§ **REQUEST 1**
Write out the part of the passage about comic book titles between "Earth 2: Society" and "titles from pre-Flashpoint.", inclusive.

--- TEXT SHOWN ---

Earth 2: Society (Wilson, Jimenez)

While I would much rather have the real Earth 2 and the JSA back, Earth 2 did a good job sucking me in, at least until it was completely disrupted by the World Ends event.  It's hard to tell what will happen with the Earth 2 characters in the wake of this year's sequence of events, but with a title like Society, I'm guardedly optimistic and will give it at least one story arc.

Harley Quinn/Power Girl (Palmiotti, Conner, Grey, Roux)

This is just a no-brainer for me.  While Harley Quinn has been up and down, it has had some very fun issues, especially the ones guest-starring PG.  And the Palmiotti/Grey/Conner Power Girl series is one of my most lamented titles from pre-Flashpoint.


Starfire (Palmiotti, Conner, Lupacchino)

If DC wants to give Starfire the Palmiotti/Conner Power Girl treatment, I won't complain.  Plus, it rescues her from the clutches of Scott Lobdell.

Definite Try


Dr. Fate (Levitz, Liew)

--- DATA IN THIS EXERCISE ---

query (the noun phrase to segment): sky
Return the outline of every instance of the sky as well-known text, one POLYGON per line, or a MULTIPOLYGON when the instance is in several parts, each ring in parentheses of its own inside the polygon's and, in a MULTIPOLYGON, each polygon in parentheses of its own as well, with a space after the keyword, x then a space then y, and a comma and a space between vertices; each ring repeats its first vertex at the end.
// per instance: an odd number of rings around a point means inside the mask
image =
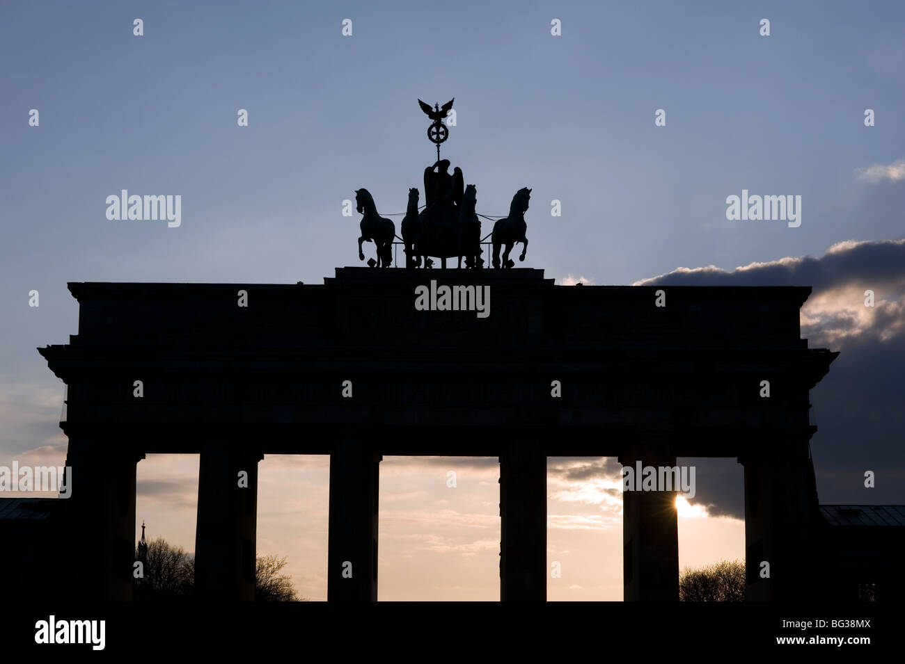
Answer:
MULTIPOLYGON (((0 2, 0 465, 65 457, 63 385, 35 349, 78 331, 67 282, 322 283, 360 265, 344 201, 366 187, 404 211, 435 159, 416 100, 455 98, 442 155, 477 211, 532 188, 521 266, 813 286, 802 337, 841 351, 812 395, 820 500, 905 502, 903 20, 897 2, 0 2), (180 195, 181 225, 108 220, 123 189, 180 195), (728 220, 743 190, 800 195, 800 226, 728 220)), ((741 467, 694 463, 680 564, 743 556, 741 467)), ((197 457, 138 472, 137 528, 193 550, 197 457)), ((260 473, 259 554, 325 598, 329 459, 260 473)), ((384 460, 380 599, 498 597, 498 477, 494 459, 384 460)), ((550 599, 622 598, 617 478, 548 460, 550 599)))

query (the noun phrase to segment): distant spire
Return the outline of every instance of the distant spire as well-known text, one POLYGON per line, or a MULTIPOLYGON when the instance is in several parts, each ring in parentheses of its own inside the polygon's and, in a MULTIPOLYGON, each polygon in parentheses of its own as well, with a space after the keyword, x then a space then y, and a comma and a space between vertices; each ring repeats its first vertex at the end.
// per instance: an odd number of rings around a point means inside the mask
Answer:
POLYGON ((145 541, 145 521, 141 521, 141 541, 138 542, 138 560, 148 562, 148 542, 145 541))

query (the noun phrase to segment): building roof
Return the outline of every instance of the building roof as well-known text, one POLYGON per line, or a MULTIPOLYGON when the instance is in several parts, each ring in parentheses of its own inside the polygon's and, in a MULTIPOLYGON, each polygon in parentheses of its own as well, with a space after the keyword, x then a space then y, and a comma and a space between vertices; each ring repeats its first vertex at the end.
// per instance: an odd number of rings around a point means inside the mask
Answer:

---

§ **REQUEST 2**
Select every row that contains the word "comma", taking case into account.

§ **RESPONSE 1**
Earth 2: Society (Wilson, Jimenez)

While I would much rather have the real Earth 2 and the JSA back, Earth 2 did a good job sucking me in, at least until it was completely disrupted by the World Ends event.  It's hard to tell what will happen with the Earth 2 characters in the wake of this year's sequence of events, but with a title like Society, I'm guardedly optimistic and will give it at least one story arc.

Harley Quinn/Power Girl (Palmiotti, Conner, Grey, Roux)

This is just a no-brainer for me.  While Harley Quinn has been up and down, it has had some very fun issues, especially the ones guest-starring PG.  And the Palmiotti/Grey/Conner Power Girl series is one of my most lamented titles from pre-Flashpoint.

§ **RESPONSE 2**
Return the outline of every instance of the sky as well-known text, one POLYGON per line, or a MULTIPOLYGON when the instance is in several parts, each ring in parentheses of its own inside the polygon's and, in a MULTIPOLYGON, each polygon in parentheses of its own as well, with a space after the keyword, x then a space then y, and a comma and a space between vertices; each ring repeats its first vertex at the end.
Return the outline of every instance of the distant spire as well-known text, one POLYGON per line, or a MULTIPOLYGON when the instance is in several parts, each ring in parentheses of its own inside the polygon's and, in a MULTIPOLYGON, each polygon in parentheses of its own as well, with a space after the keyword, x then a space then y, and a comma and a space between vertices; each ring repeats its first vertex at the end.
Return the outline of every instance of the building roof as well-known text, one POLYGON per line, or a MULTIPOLYGON when the instance is in several parts, each ring in parentheses of its own inside the polygon's and, in a MULTIPOLYGON, each polygon in parentheses of its own as well, with a space after the keyword, x then a space then y, and a comma and a space between vertices; each ring repeats its first vertex at the end.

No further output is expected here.